+++ DATA FOR THE TASK
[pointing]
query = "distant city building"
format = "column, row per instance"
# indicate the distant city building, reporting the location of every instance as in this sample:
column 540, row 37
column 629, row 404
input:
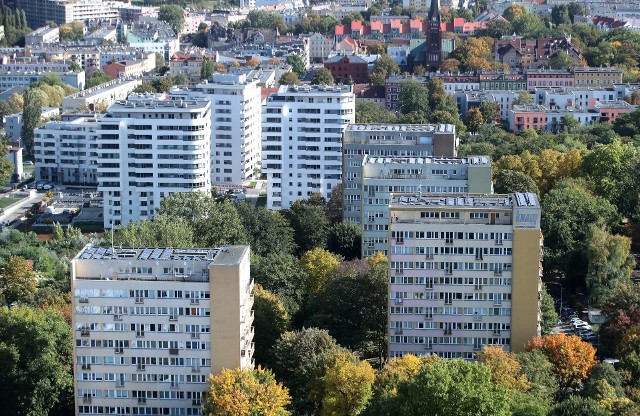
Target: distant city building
column 236, row 115
column 151, row 324
column 148, row 149
column 66, row 11
column 464, row 273
column 100, row 95
column 302, row 130
column 43, row 35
++++++
From the line with "column 629, row 404" down to the last line of the records above, restate each line verbatim, passing over any picture.

column 629, row 404
input:
Target: distant city building
column 236, row 115
column 151, row 324
column 148, row 149
column 66, row 11
column 464, row 273
column 100, row 95
column 302, row 130
column 43, row 35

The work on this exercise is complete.